**DESCRIPTION OF THE TASK:** In every row below, please change "I'd like to know" to "I want to know" and give the lines again with nothing else altered. Leave the pictures out of your answer.

━━━━━ EXTRACTED INFORMATION ━━━━━

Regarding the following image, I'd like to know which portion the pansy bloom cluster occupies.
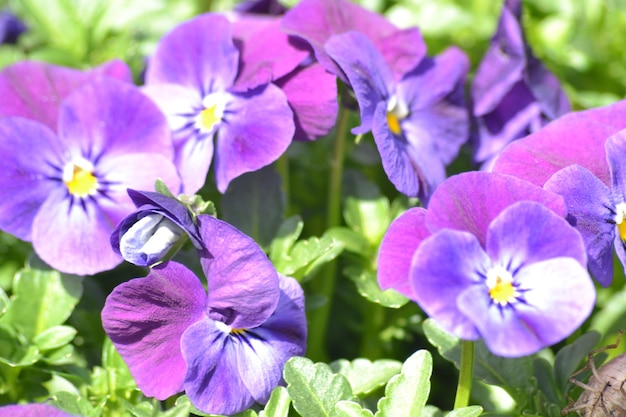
[0,0,626,417]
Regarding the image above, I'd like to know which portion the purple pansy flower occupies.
[0,60,132,131]
[144,14,295,194]
[0,404,73,417]
[410,201,595,357]
[378,172,567,299]
[283,0,426,83]
[230,14,339,141]
[378,172,594,356]
[493,100,626,186]
[471,0,570,169]
[111,189,204,266]
[544,130,626,287]
[326,32,469,201]
[102,215,306,415]
[0,78,179,275]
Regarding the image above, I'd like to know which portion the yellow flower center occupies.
[63,158,98,197]
[615,203,626,242]
[487,266,518,306]
[196,92,227,132]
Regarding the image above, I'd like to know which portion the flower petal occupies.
[181,319,254,415]
[237,276,307,404]
[324,31,394,134]
[493,101,626,186]
[458,258,595,357]
[59,78,174,159]
[378,207,430,299]
[32,188,122,275]
[197,215,280,329]
[485,201,587,271]
[146,13,239,97]
[426,172,567,245]
[544,165,616,287]
[102,262,205,400]
[215,84,295,193]
[0,117,63,240]
[276,63,339,140]
[410,229,491,340]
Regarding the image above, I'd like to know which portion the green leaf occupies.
[330,358,402,395]
[344,266,409,308]
[333,401,374,417]
[343,170,391,247]
[446,405,483,417]
[259,386,291,417]
[283,357,352,417]
[554,331,600,392]
[33,326,77,351]
[0,266,83,339]
[221,166,285,247]
[376,349,433,417]
[423,319,533,389]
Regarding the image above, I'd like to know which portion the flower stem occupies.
[454,340,474,410]
[307,107,350,362]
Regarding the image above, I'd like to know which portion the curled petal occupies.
[102,262,209,400]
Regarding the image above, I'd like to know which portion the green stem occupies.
[307,107,350,362]
[454,340,474,410]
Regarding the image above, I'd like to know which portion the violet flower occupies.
[471,0,570,169]
[0,60,132,131]
[102,215,306,415]
[544,130,626,287]
[326,32,469,201]
[282,0,426,83]
[0,78,179,275]
[111,189,204,266]
[144,14,295,194]
[0,404,73,417]
[379,172,595,357]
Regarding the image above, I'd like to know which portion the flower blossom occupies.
[102,215,306,415]
[144,13,295,194]
[471,0,570,169]
[544,130,626,287]
[326,32,469,201]
[0,77,179,275]
[378,172,595,357]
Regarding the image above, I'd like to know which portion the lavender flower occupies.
[471,0,570,169]
[102,215,306,415]
[0,60,132,131]
[283,0,426,83]
[544,130,626,287]
[378,172,567,299]
[144,14,295,194]
[326,32,469,201]
[0,78,179,275]
[111,189,204,266]
[0,404,77,417]
[379,172,595,357]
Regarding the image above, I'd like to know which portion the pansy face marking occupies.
[63,157,98,198]
[485,266,519,307]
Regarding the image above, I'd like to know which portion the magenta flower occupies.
[326,32,469,202]
[471,0,570,168]
[144,14,295,194]
[379,172,595,357]
[0,78,179,275]
[102,215,306,415]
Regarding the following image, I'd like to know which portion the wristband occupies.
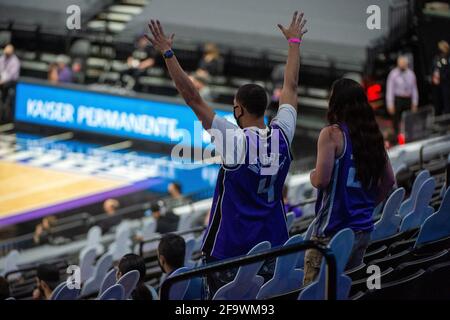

━━━━━

**OUTPUT OF THE TASK:**
Regarding the following image, I want to know which portion the pansy bloom cluster occupies.
[0,0,626,417]
Regarding the image above, I want to know which portion the purple pansy flower occupies.
[0,60,132,131]
[144,14,295,194]
[0,404,73,417]
[410,201,595,357]
[378,172,567,299]
[283,0,426,83]
[230,14,339,141]
[378,172,594,356]
[493,100,626,186]
[471,0,570,169]
[111,189,204,266]
[544,130,626,287]
[326,32,469,201]
[102,215,306,415]
[0,78,179,275]
Regarding the image above, I want to know which portion the yellow flower center occupies.
[63,158,98,197]
[615,203,626,242]
[487,266,518,306]
[196,92,227,132]
Regarding the image above, I want to know which portion the flower petal occupies.
[181,319,254,415]
[237,276,307,404]
[324,31,394,134]
[493,101,626,186]
[458,258,595,357]
[59,78,174,159]
[378,207,430,299]
[32,188,122,275]
[197,215,280,329]
[485,201,587,271]
[146,13,239,97]
[426,172,567,245]
[544,165,616,287]
[102,262,205,400]
[215,84,295,193]
[0,117,63,240]
[276,63,339,140]
[410,229,491,340]
Regarding the image above, I want to know which portion the green leaf occupies.
[330,358,402,395]
[344,266,409,308]
[333,401,374,417]
[343,170,391,247]
[446,405,483,417]
[259,386,291,417]
[283,357,352,417]
[554,331,600,392]
[33,326,77,351]
[0,266,83,339]
[221,166,285,247]
[376,349,433,417]
[423,319,533,389]
Regarding the image above, I want to know which portion the flower stem occupies.
[454,340,474,410]
[307,107,350,362]
Regarding the image above, I want to know which portion the curled petal occupies.
[102,262,209,400]
Regarding the image above, I want to know which portion the green stem occupies.
[307,107,350,362]
[454,340,474,410]
Regarding the image above, I want to know which portion the violet flower occupies.
[471,0,570,169]
[0,60,132,131]
[102,215,306,415]
[544,130,626,287]
[326,32,469,201]
[282,0,426,83]
[0,78,179,275]
[111,189,204,266]
[144,14,295,194]
[0,404,73,417]
[379,172,595,357]
Regarding the image above, I want to know which portion the flower blossom occupies.
[102,215,306,415]
[144,13,295,194]
[471,0,570,169]
[544,130,626,287]
[326,32,469,201]
[0,77,179,275]
[378,172,595,357]
Regarding the image above, I want to know which portion the lavender flower occupies.
[471,0,570,169]
[102,215,306,415]
[0,60,132,131]
[283,0,426,83]
[544,130,626,287]
[378,172,567,299]
[144,14,295,194]
[326,32,469,201]
[0,78,179,275]
[111,189,204,266]
[0,404,77,417]
[379,172,595,357]
Regarding the image above, I want to know which portion the pansy face marking occupies.
[63,157,98,198]
[485,266,519,307]
Regarding the image above, I want to know which portion the magenta flower occupies.
[326,32,469,202]
[471,0,570,168]
[144,14,295,194]
[379,172,595,357]
[0,78,179,275]
[102,215,306,415]
Regarding the following image, I want to know which portion the wristband occupies.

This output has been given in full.